To do.
Copy each line of the material below word for word, changing nothing.

[Start of Dataset entries]

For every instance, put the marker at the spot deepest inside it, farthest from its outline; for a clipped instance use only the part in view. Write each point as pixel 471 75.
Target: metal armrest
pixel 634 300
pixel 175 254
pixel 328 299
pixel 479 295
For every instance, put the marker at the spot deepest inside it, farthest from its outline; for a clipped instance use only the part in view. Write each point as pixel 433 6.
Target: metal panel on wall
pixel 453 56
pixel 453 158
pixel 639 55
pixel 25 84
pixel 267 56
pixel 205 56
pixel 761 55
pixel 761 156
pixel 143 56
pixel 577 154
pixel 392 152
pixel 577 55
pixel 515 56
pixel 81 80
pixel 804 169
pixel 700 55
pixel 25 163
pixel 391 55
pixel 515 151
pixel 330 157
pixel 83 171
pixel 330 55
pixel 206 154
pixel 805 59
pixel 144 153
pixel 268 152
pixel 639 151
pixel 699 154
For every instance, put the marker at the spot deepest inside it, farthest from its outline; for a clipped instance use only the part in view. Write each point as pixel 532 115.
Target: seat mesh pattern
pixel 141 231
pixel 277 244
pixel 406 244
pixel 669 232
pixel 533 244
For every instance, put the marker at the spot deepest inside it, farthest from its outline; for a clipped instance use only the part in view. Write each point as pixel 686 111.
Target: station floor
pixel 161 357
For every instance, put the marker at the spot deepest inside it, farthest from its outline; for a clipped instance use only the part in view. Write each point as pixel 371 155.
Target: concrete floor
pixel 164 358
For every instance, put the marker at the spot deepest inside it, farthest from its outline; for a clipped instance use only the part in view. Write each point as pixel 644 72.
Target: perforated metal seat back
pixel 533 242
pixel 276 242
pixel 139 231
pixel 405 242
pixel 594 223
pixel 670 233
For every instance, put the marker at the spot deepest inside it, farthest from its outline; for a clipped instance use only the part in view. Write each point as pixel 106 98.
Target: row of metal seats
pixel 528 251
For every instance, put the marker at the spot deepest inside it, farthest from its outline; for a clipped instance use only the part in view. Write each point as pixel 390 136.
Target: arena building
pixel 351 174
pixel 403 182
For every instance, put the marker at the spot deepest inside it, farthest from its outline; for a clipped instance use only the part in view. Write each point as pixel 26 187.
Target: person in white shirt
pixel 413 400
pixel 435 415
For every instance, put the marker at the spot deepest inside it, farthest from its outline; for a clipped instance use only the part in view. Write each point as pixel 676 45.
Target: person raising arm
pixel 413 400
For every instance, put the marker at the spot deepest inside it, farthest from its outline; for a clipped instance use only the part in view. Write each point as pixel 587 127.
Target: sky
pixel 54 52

[End of Dataset entries]

Completed exercise.
For every instance, put the marker at the spot deepest inside it, farthest from its outline; for a clipped instance use only the part in view. Write each point as pixel 471 75.
Target: metal armrest
pixel 634 300
pixel 175 254
pixel 328 299
pixel 479 295
For every instance, put the marker at the spot deepest inside it, farthest from its outline; for a clipped instance use only the part in view. Write each point as pixel 433 6.
Target: metal panel on wall
pixel 453 56
pixel 453 158
pixel 639 55
pixel 25 84
pixel 267 56
pixel 205 56
pixel 761 55
pixel 761 156
pixel 143 56
pixel 577 154
pixel 392 152
pixel 577 55
pixel 515 56
pixel 81 80
pixel 804 169
pixel 700 55
pixel 25 163
pixel 391 55
pixel 515 151
pixel 330 157
pixel 83 171
pixel 330 55
pixel 206 154
pixel 805 59
pixel 144 153
pixel 268 152
pixel 639 151
pixel 699 154
For every instance, put the marker at the spot deepest inside it, farthest from its outline; for a clipped instance use only the part in view. Write each point as pixel 532 115.
Target: seat mesh pattern
pixel 141 231
pixel 277 244
pixel 406 244
pixel 669 232
pixel 533 244
For every instance, put the marker at the spot deepest inside it, farthest from its outline; for a clipped instance use only the part in view. Write each point as pixel 686 111.
Target: station floor
pixel 161 357
For every instance, put the marker at the spot deepest inside it, farthest from its outline; for a clipped instance use only the part in view. Write each point as pixel 371 155.
Target: concrete floor
pixel 164 358
For every instance, put the marker at the spot deepest inside it, farthest from its outline; for a clipped instance use only the part in view. Write each point as pixel 644 72.
Target: perforated metal seat back
pixel 533 242
pixel 276 242
pixel 139 231
pixel 405 242
pixel 594 223
pixel 670 233
For every instance, put the marker at the spot deepest inside it, farthest from its outline; for a clipped instance use only the part in view. Write each point as pixel 106 98.
Target: row of metal seats
pixel 528 251
For every instance, put the marker at the spot deepest inside it, farthest from its outline; for a clipped instance use only the part in view. Write each point as pixel 390 136.
Target: arena building
pixel 351 174
pixel 403 182
For every instance, put the marker at the spot deepest inside it, farthest from its outline; for a clipped instance use only the part in view. Write each point as pixel 26 187.
Target: person in white shirt
pixel 413 400
pixel 435 415
For every instance, put the marker at the spot deepest inside it, farthest from its outline; for a clipped instance use only the part in view. Write each point as pixel 676 45.
Target: person raising arm
pixel 413 400
For every instance, put the marker at the spot deepest inside it, farthest from its outline; for a clipped instance use only the part in view. Write each point as pixel 587 127.
Target: sky
pixel 54 52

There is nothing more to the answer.